◆ Dataset items ◆
-*-*-

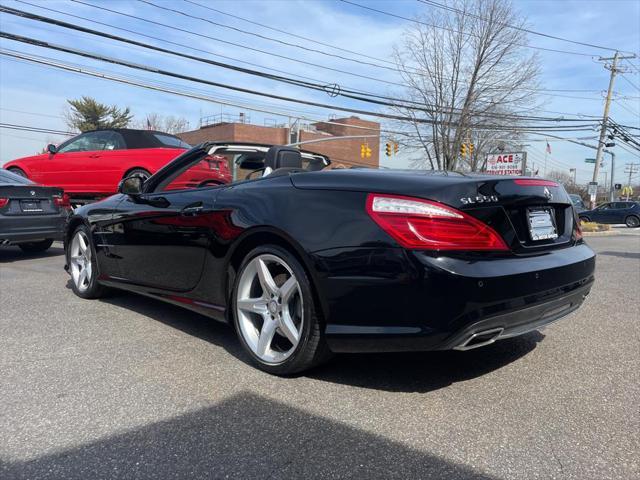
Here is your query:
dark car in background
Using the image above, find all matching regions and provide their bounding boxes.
[0,168,70,253]
[63,142,595,375]
[578,201,640,228]
[569,194,587,213]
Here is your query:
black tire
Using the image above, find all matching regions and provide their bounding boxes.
[67,224,108,299]
[124,168,151,181]
[625,215,640,228]
[7,167,27,178]
[18,239,53,253]
[579,216,590,223]
[231,245,332,375]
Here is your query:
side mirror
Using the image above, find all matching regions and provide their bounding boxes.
[118,175,144,196]
[47,144,58,154]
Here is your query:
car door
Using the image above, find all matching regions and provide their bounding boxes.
[591,203,612,223]
[43,131,120,193]
[613,202,633,223]
[84,131,131,193]
[110,161,223,292]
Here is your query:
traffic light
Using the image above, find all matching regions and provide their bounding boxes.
[394,142,399,154]
[360,144,366,159]
[460,143,467,157]
[468,143,474,155]
[385,142,392,157]
[365,145,372,158]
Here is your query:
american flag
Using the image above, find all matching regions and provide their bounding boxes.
[546,141,551,154]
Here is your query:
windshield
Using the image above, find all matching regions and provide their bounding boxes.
[152,133,191,149]
[569,194,584,207]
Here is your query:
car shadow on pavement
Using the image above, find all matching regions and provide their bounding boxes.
[1,392,499,480]
[309,333,543,393]
[97,290,542,394]
[597,250,640,259]
[0,245,65,263]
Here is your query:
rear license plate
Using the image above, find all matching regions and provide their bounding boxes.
[527,208,558,241]
[20,200,43,212]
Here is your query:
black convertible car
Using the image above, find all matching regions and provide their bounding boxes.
[64,143,595,374]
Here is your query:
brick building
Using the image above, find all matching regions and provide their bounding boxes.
[178,115,380,172]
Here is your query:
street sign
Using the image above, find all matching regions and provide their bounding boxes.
[585,158,596,164]
[485,152,525,175]
[587,182,598,196]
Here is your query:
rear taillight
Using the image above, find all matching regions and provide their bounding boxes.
[513,179,559,187]
[366,194,508,251]
[573,218,583,241]
[0,198,8,208]
[53,193,71,208]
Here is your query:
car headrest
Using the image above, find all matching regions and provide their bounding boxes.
[264,146,302,170]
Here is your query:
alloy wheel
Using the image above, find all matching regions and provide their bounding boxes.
[236,254,303,364]
[70,230,92,292]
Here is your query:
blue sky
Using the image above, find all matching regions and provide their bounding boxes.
[0,0,639,185]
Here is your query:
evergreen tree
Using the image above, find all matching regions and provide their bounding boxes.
[65,96,132,132]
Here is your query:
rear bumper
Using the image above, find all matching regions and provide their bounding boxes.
[0,214,66,243]
[313,243,595,353]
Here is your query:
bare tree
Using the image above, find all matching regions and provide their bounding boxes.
[392,0,540,171]
[138,113,190,134]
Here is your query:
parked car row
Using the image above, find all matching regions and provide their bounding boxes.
[1,128,234,252]
[3,128,231,202]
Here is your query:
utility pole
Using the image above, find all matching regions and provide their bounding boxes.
[605,150,615,201]
[591,52,636,208]
[624,163,640,200]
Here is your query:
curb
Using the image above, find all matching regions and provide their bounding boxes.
[582,230,616,237]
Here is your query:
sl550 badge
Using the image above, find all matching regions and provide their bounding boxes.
[460,194,499,204]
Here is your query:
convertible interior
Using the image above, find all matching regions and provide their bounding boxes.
[231,145,331,180]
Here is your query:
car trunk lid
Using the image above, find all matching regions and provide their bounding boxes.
[291,169,575,253]
[0,184,64,215]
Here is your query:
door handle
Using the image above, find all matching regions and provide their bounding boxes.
[181,203,204,216]
[89,154,100,158]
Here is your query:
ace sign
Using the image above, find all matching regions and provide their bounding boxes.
[486,152,525,175]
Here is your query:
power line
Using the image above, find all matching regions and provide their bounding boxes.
[12,0,366,93]
[0,7,603,125]
[0,107,64,119]
[12,0,609,111]
[0,123,76,135]
[182,0,402,68]
[0,47,601,141]
[619,73,640,92]
[59,0,612,102]
[340,0,600,57]
[417,0,632,54]
[66,0,407,89]
[139,0,401,74]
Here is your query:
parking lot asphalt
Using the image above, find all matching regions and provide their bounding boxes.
[1,235,639,480]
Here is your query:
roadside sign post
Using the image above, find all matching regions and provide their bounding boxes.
[588,181,598,204]
[485,152,526,176]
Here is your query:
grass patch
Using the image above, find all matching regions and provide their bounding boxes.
[579,222,611,232]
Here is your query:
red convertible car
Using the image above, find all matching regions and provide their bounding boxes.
[4,128,232,201]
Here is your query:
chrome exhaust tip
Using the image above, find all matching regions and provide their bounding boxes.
[454,327,504,351]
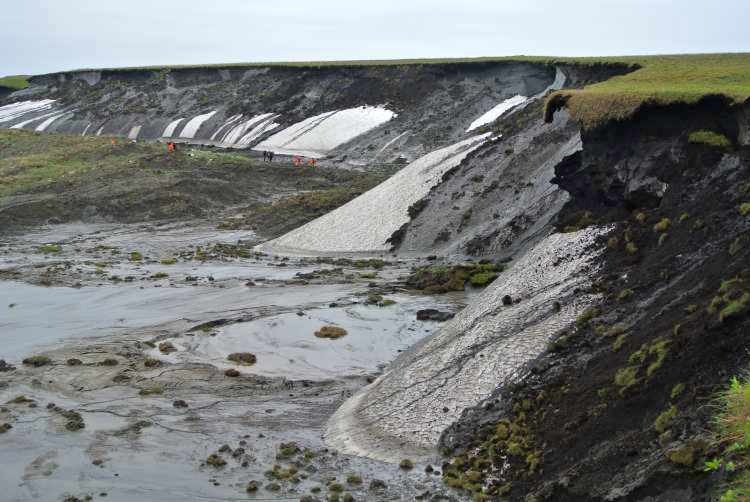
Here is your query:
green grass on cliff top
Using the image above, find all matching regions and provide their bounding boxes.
[544,53,750,128]
[17,52,750,127]
[0,75,30,90]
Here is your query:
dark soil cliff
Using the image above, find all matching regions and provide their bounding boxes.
[439,99,750,501]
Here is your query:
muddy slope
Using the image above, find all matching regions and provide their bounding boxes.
[438,98,750,500]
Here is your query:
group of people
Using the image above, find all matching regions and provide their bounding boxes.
[293,155,316,168]
[263,150,316,168]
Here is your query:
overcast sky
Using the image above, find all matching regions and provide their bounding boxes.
[2,0,748,76]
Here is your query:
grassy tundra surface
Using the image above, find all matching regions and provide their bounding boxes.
[544,53,750,128]
[0,75,30,91]
[0,129,387,232]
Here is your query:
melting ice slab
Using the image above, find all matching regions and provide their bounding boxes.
[325,227,607,462]
[254,105,396,158]
[260,133,491,253]
[466,95,527,132]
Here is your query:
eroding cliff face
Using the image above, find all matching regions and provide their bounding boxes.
[0,62,558,165]
[436,99,750,501]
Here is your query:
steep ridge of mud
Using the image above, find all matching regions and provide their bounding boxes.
[436,98,750,500]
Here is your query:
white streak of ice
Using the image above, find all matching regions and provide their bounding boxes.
[35,113,66,132]
[180,110,217,139]
[221,113,275,145]
[162,118,185,138]
[209,114,242,141]
[261,133,491,253]
[127,125,142,140]
[0,99,56,124]
[254,106,396,158]
[466,95,528,132]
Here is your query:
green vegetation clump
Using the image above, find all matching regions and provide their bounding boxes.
[129,251,143,262]
[38,244,61,254]
[626,242,638,254]
[576,307,600,328]
[406,262,502,294]
[158,341,176,354]
[346,474,362,485]
[205,453,226,467]
[139,384,163,396]
[653,218,671,232]
[671,383,686,400]
[276,442,301,460]
[739,203,750,217]
[399,459,414,470]
[688,130,732,148]
[469,271,499,287]
[707,277,750,323]
[159,258,177,265]
[22,355,51,367]
[143,357,161,368]
[654,405,678,433]
[617,289,634,301]
[708,375,750,499]
[150,272,169,279]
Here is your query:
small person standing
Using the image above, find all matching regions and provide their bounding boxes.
[263,151,268,162]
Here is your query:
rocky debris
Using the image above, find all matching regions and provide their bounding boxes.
[0,423,12,433]
[0,359,15,372]
[172,400,188,408]
[416,309,455,322]
[158,341,176,354]
[314,326,348,339]
[66,358,83,366]
[224,368,240,377]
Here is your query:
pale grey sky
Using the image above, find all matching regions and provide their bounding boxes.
[2,0,748,76]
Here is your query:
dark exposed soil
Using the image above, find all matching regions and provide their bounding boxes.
[440,99,750,501]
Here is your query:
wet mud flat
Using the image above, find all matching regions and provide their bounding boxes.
[0,221,468,501]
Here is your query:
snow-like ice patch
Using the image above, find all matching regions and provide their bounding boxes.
[180,110,216,139]
[220,113,279,145]
[254,105,396,158]
[0,99,56,124]
[326,226,607,461]
[127,125,142,140]
[466,95,527,132]
[260,133,491,253]
[162,118,185,138]
[35,113,67,132]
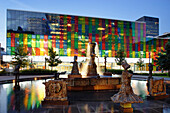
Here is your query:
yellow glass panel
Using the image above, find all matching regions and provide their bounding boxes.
[32,48,36,56]
[67,48,71,56]
[23,34,27,39]
[32,39,36,48]
[40,39,44,48]
[15,33,19,38]
[108,50,112,57]
[40,48,44,56]
[7,32,11,37]
[132,51,135,58]
[23,38,27,45]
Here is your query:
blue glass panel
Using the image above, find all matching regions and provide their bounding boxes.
[7,38,11,47]
[40,35,44,39]
[6,46,11,55]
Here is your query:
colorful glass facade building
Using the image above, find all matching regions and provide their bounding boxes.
[6,9,170,71]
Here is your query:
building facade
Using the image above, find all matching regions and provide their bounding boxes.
[5,9,169,72]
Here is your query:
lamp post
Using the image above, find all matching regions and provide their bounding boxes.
[104,56,107,73]
[45,57,47,69]
[147,52,153,94]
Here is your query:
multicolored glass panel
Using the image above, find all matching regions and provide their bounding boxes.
[6,14,168,59]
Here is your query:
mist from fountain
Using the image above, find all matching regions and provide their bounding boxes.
[80,42,103,77]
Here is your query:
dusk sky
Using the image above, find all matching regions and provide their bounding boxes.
[0,0,170,49]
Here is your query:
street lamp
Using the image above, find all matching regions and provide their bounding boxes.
[45,57,47,69]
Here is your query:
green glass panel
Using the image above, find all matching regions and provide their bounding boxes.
[59,48,62,56]
[19,33,23,47]
[143,52,146,58]
[11,47,15,55]
[64,15,67,24]
[48,39,52,48]
[138,52,141,58]
[115,44,118,51]
[27,38,32,47]
[102,50,105,57]
[28,34,32,39]
[129,51,132,58]
[109,41,112,50]
[36,35,40,40]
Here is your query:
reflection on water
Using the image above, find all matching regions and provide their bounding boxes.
[0,79,151,113]
[131,80,149,99]
[0,80,46,113]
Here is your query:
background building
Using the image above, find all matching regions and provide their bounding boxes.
[5,9,170,72]
[136,16,159,37]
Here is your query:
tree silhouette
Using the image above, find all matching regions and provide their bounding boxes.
[46,47,62,71]
[115,48,126,69]
[155,42,170,76]
[11,46,29,69]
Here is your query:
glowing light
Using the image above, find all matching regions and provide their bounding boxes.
[97,27,105,30]
[67,24,71,27]
[34,78,37,80]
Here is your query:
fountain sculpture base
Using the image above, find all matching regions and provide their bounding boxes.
[68,74,82,78]
[120,103,133,113]
[66,77,121,91]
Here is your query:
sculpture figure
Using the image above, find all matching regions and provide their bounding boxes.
[87,43,99,77]
[71,56,81,75]
[111,60,143,103]
[68,56,82,78]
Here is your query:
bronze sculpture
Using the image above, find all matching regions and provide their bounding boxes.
[87,43,99,77]
[111,60,143,112]
[68,56,82,78]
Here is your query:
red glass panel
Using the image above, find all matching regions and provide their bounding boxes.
[36,48,40,56]
[89,33,92,43]
[85,17,88,25]
[44,35,48,41]
[11,33,15,47]
[138,42,140,51]
[95,34,99,44]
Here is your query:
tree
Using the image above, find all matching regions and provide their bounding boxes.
[136,56,144,71]
[11,46,29,70]
[46,47,62,70]
[156,42,170,76]
[115,48,126,69]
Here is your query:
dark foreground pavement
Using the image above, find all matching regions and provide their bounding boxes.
[1,74,170,113]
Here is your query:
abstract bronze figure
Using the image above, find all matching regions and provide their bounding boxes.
[87,43,99,77]
[68,56,82,78]
[111,60,143,112]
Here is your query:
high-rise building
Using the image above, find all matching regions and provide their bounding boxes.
[136,16,159,37]
[5,9,169,72]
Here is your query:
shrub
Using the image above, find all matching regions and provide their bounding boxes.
[107,69,133,74]
[20,69,57,75]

-*-*-

◆ About this exercise ◆
Could you transcribe exactly the lines from the start of the records through the line containing "traffic light", both ends included, leaving the pictures out?

◆ Written solution ◆
Here is your query:
dark car in background
Using the image above, find all matching regions and provide their bounding boxes.
[0,168,70,253]
[63,142,595,375]
[578,201,640,228]
[569,194,587,213]
Here is your query:
black tire
Using the image above, find all matching regions and provide their bounding boxes.
[67,224,108,299]
[124,168,151,181]
[625,215,640,228]
[7,167,27,178]
[18,239,53,253]
[579,216,590,223]
[231,245,332,375]
Here is your query:
side mirror
Using the image above, find all matching regions and provide their bounding boxes.
[118,175,144,196]
[47,144,58,154]
Here is your query:
car door
Using the image above, find all matching regions and provide their bounding boxes.
[591,203,612,223]
[43,131,120,193]
[613,202,633,223]
[84,131,131,193]
[110,161,223,292]
Here is your query:
traffic light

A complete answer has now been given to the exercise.